**Work to complete:**
A. In the text on the Secret Service's report about 2018 mass attacks, which part of the Secret Service published the report?
B. Continue the text on the Secret Service's report about 2018 mass attacks from its last sentence.

The Secret Service released a report identifying trends and warning signs from 27 mass attacks that took place across the United States in 2018.
According to the report, almost all of the alleged criminals in 27 mass attacks last year had experienced a major stressor in their lives.
Even more, almost all had made alarming or threatening communications directed toward or in the presence of others. In more than 75% of the cases, someone else had noticed a sign of concern.
The report was published by the Secret Service's National Threat Assessment Center. The 27 attacks studied involved those in which three or more people were killed or injured last year. They include attacks in workplaces, schools and places of worship.
The report also found:
- Most of the attackers utilized firearms, and half departed the site on their own or committed suicide
- Half were motivated by a grievance related to a domestic situation, workplace, or other personal issue.
- Two-thirds had histories of mental health symptoms, including depressive, suicidal, and psychotic symptoms
- Nearly all had at least one significant stressor within the last five years, and over half had indications of financial instability in that timeframe.
- Nearly all made threatening or concerning communications and more than three-quarters elicited concern from others prior to carrying out their attacks.
To mitigate future attacks, the report stressed the importance of:
Reporting: Since three-quarters of the attackers had concerned the people around them, with most of them specifically eliciting concerns for safety, the public is encouraged to share concerns they may have regarding coworkers, classmates, family members, or neighbors, the report says. Such reports could be made to workplace managers, school administrators, or law enforcement, as appropriate. While over-reporting is not the goal, a reasonable awareness of the warning signs that can precede an act of violence may prompt community members to share their concerns with someone who can help. Systems can be developed to promote and facilitate such reporting, and people should be encouraged to trust their instincts, especially if they have concerns for someone’s safety. For example, several states have recently developed statewide reporting infrastructures that allow students and others to utilize a smartphone app to submit anonymous tips to a call center staffed by law enforcement. This type of program can facilitate not only a law enforcement response to reported threats, but also a community-level response to reports of bullying, suicidal ideation, self-harm, or depression, the report says.

**Dataset records:**

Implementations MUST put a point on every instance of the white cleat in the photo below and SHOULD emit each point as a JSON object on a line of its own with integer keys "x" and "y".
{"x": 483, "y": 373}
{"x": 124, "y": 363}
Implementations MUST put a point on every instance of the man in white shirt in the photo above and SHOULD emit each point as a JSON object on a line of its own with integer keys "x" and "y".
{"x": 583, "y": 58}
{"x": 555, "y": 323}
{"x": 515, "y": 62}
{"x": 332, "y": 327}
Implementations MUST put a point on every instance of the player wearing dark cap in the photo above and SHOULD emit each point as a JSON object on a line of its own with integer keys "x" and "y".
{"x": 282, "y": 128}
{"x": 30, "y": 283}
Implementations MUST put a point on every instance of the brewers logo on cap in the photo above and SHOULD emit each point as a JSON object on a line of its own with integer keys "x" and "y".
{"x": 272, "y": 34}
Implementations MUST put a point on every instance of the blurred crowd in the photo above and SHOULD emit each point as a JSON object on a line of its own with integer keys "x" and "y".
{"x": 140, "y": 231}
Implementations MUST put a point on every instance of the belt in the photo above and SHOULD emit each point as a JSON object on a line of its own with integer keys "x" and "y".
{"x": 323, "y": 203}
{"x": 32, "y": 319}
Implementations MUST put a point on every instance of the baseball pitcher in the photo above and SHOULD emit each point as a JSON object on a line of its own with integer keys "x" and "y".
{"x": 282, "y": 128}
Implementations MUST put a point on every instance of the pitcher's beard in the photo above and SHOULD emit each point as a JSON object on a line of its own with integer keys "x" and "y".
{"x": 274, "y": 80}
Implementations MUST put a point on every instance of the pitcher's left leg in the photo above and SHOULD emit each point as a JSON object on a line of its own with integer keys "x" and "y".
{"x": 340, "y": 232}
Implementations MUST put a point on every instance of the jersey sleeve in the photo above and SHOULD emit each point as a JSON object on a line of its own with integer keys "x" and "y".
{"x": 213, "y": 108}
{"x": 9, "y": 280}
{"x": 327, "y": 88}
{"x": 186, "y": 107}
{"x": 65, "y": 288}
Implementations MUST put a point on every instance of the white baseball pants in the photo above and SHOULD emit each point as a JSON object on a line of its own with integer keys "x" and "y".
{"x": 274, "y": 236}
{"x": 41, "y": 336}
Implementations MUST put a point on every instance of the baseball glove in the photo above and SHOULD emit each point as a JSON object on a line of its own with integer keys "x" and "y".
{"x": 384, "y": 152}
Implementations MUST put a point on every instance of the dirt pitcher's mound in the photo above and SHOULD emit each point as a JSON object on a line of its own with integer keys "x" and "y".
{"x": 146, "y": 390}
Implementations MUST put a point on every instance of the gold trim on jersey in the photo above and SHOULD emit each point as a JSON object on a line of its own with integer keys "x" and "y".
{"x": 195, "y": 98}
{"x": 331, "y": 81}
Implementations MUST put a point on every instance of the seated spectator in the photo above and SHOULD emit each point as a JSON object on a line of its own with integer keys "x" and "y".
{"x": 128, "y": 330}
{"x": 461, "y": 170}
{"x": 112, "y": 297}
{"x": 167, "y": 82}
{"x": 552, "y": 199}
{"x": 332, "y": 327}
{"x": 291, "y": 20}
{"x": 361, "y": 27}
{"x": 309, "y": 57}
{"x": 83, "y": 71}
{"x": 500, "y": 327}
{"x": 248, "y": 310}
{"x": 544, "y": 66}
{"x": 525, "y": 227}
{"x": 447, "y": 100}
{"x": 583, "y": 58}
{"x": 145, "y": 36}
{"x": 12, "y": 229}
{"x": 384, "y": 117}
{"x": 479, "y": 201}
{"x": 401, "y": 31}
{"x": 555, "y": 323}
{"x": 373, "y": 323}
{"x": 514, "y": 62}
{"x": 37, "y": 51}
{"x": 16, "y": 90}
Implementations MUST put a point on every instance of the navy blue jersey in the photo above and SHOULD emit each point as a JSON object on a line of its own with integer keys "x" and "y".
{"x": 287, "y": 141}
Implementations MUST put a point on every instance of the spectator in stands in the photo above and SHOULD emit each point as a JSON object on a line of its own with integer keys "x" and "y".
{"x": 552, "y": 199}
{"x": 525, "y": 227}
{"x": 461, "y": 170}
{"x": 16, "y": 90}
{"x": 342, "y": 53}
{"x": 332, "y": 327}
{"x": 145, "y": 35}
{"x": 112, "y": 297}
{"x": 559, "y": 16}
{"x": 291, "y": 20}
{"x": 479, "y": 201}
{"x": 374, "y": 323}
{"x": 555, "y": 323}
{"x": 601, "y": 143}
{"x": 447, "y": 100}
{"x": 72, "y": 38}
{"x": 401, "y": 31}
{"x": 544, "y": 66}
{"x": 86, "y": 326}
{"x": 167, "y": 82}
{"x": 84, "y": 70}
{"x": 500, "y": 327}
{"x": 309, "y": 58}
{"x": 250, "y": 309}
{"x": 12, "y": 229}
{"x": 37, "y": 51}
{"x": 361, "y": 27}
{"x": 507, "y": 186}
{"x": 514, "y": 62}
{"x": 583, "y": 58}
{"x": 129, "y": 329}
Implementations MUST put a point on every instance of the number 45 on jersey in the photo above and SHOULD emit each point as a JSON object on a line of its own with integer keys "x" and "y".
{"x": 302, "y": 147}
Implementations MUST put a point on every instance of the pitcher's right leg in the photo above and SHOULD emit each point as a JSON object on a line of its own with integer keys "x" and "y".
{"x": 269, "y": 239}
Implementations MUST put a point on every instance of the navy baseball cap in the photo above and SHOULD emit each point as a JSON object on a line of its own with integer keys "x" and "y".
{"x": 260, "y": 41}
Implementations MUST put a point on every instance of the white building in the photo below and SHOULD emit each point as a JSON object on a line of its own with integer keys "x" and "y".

**Answer list:**
A. The National Threat Assessment Center

B.
Do Something. Since 2010, the Department of Homeland Security has effectively promoted the “If You See Something, Say Something®” national campaign, originally developed by New York City’s Metropolitan Transportation Authority, which encourages the reporting of suspicious activity. In many of these cases from 2018, members of the general public successfully performed their role in the “See Something, Say Something” process, by
reporting their concerns to someone with a role in public safety. At that point, the responsibility is on the public safety professionals to “Do Something,” namely assessing the situation and managing as needed, the report says. By adopting a multidisciplinary threat assessment approach, that standardizes the process for identifying, assessing, and managing individuals who may pose a risk of violence, law enforcement and others are taking steps to ensure that those individuals who have elicited concern do not “fall through the cracks.”
Law enforcement partnerships. While law enforcement has a key role to play in the prevention of community violence, intervening with individuals who may pose a risk is not the responsibility of law enforcement alone, the report notes. Particularly in those instances where a concerning individual has not broken a law, the relationships between law enforcement and other community resources become paramount. Law enforcement personnel are encouraged to continue developing close partnerships with the mental health community, local schools and school districts, houses of worship, social services, and other private and public community organizations, according to the report. The mission of law enforcement in the United States is public service oriented, and that mission will be most effectively executed through multidisciplinary and collaborative community efforts, it says.